**TASK REQUIREMENTS:** Here the job is to copy the data exactly and to exclude every image from it.

**EXTRACTED INFORMATION:**

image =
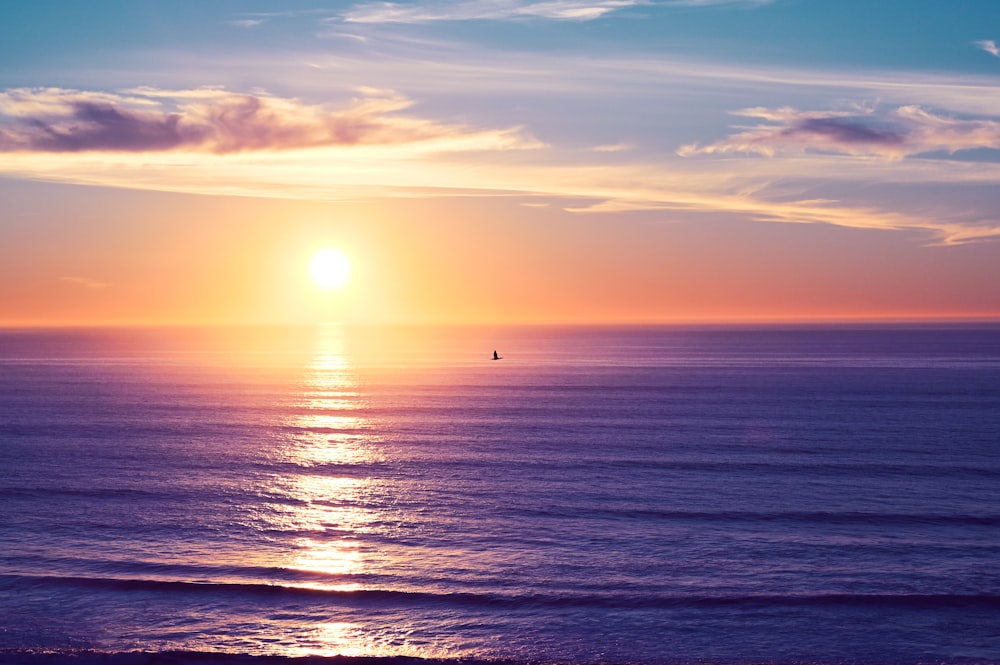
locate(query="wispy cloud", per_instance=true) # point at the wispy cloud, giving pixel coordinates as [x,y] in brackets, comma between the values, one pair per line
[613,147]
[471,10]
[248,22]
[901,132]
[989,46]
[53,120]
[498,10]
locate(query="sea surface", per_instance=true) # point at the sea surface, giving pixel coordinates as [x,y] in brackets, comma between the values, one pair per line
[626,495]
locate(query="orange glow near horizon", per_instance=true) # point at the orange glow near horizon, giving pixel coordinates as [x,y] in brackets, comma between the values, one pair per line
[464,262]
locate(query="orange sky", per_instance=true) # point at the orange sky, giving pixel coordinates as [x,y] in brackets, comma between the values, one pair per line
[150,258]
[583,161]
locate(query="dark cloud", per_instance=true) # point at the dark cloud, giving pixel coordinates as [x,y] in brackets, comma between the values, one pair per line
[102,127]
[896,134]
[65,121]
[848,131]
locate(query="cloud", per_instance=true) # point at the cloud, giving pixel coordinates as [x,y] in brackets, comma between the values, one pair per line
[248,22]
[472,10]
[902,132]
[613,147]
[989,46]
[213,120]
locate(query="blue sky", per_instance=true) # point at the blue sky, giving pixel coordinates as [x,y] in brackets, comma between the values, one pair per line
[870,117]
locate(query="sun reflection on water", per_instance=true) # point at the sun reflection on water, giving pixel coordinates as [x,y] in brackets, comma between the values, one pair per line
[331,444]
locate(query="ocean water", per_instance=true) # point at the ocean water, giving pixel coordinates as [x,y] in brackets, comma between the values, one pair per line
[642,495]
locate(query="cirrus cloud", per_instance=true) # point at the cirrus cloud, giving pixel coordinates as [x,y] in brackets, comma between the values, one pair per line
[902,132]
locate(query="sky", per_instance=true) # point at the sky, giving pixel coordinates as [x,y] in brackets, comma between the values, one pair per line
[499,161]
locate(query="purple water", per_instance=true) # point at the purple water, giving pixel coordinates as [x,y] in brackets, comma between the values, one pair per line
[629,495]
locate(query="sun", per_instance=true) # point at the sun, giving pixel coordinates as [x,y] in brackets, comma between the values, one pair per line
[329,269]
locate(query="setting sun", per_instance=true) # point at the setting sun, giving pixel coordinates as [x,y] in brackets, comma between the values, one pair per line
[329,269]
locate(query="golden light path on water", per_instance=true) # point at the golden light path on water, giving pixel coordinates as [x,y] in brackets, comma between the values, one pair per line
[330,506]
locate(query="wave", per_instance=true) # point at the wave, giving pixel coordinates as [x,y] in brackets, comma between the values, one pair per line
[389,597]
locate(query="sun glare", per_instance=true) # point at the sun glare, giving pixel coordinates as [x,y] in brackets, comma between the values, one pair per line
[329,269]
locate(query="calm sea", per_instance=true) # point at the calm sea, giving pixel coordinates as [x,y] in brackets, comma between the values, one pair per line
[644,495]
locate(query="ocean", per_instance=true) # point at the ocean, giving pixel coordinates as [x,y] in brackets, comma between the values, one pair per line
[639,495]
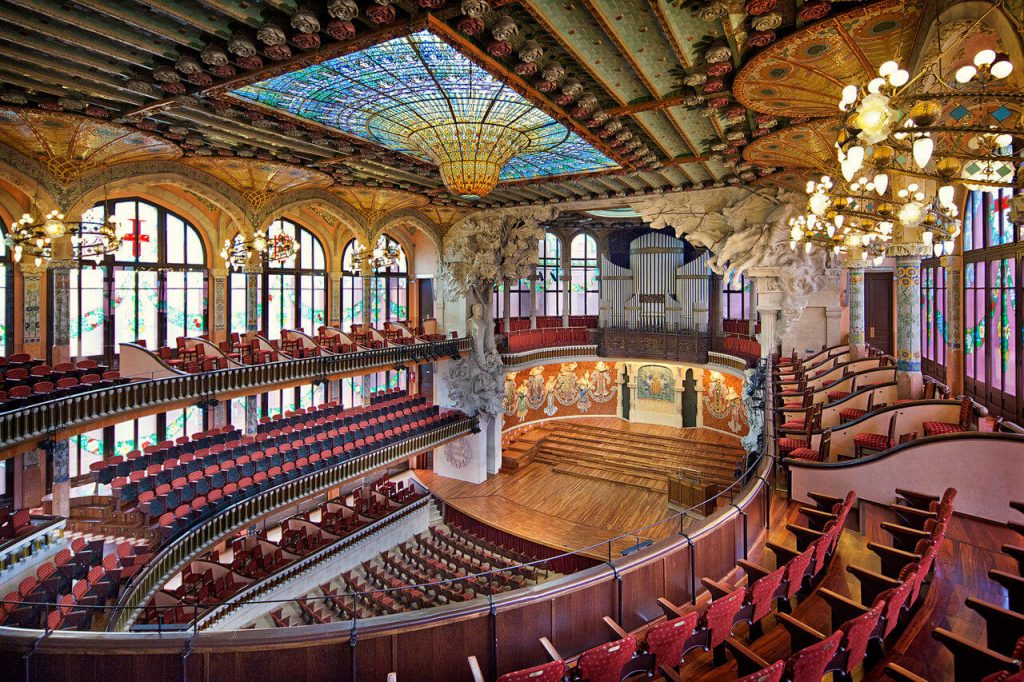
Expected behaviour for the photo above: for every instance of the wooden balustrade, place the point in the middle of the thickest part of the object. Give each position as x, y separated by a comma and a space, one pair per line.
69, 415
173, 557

**OUTPUT BELOW:**
image =
locate(query="wispy cloud", per_instance=true) # point at the wispy cloud, giving pixel coordinates as [x,y] in brackets, comma between the values, one pair per line
[613,147]
[471,10]
[248,22]
[901,132]
[989,46]
[53,120]
[498,10]
locate(query="sea surface", per_instance=true) # point at the sea surface, giving pixel coordinates as [x,y] in brackets, comma between the values, one pair per line
[626,495]
locate(query="orange glow near horizon", per_instance=true) # point at the orange glow near horizon, giving pixel coordinates as [x,y] in brackets, comma between the values, one pair per line
[464,262]
locate(query="orange sky", per_instance=true) # point at the orange sky, giving pixel coordinates as [x,y] in brackets, comma between the values, one pair per line
[150,258]
[583,161]
locate(query="dark cloud", per_instance=true) # point at the dark cloud, giving pixel coordinates as [x,y] in brackets, comma between the values, one pair per line
[102,127]
[896,134]
[65,121]
[848,131]
locate(query="cloud", per_instance=true) # point at the cloud, giving pixel coordinates as [x,y] in brackets, comma between the values, one pair per line
[248,22]
[472,10]
[902,132]
[613,147]
[989,46]
[213,120]
locate(query="blue sky", per_instance=true) # point at the blue sky, giving pixel coordinates as [x,y] in brackets, comma between the values, one pair per line
[870,117]
locate(query="sun reflection on water", per_instance=true) # point at the sun reflection on water, giving pixel coordinates as [x,y] in brackets, comma between the values, one pair per line
[331,444]
locate(query="ocean water", per_instance=true) # point at the ocean water, giving pixel coordinates as [x,y] in brackets, comma between the values, one pair per line
[642,495]
locate(query="cirrus cloud", per_instance=true) # point at the cirrus cloud, giving pixel coordinates as [x,y] in brackets, comma between the values, one pair per line
[902,132]
locate(query="sky", per_instance=true) # point at the sky, giving pixel coordinates as [x,y] in brackets, comma between the values, one pair per line
[499,161]
locate(query="purple water", per_instance=true) # point at the purple water, giving pixel coordinates as [x,y] in brackets, comma between the values, one pair per line
[629,495]
locate(query="sun", per_instance=true) # point at the sun, giving pixel coordinates as [x,y] in brackets, comma between the values, one pair per line
[329,269]
locate(query="setting sun", per_instance=true) # point at the setting sun, giving pixel coordinates as [x,y] in brackets, comma between the values, one pair per line
[329,269]
locate(query="golden light path on water", per_instance=true) # point at the golden light path on water, giving pixel coordinates as [x,y] in brackets, comma between the values, one pair per line
[330,506]
locate(query="wave", per_instance=true) # point at the wave, giving pixel coordinates as [x,y] in brackets, comma between the values, one pair per line
[389,597]
locate(query="sun glare", per_instance=true) # point at the sun glare, giving pixel coordinates as [x,y] in brackets, comma between the values, one pair per line
[329,269]
locate(query="calm sea", per_instance=true) # point at the calm sea, giving pixel coordinates as [x,y] in brackets, comma between the values, one pair per line
[644,495]
locate(query="ocean", per_instance=true) # point at the ocean, giving pixel coordinates as [x,y] in brackets, comma between the values, one pair per line
[639,495]
Expected behaviour for the photo above: for every instance of the wooden balustrade, place the point in the middle of the thickest part of the object. Give each position as x, y separated by a comma and a space, one pair per line.
69, 415
173, 557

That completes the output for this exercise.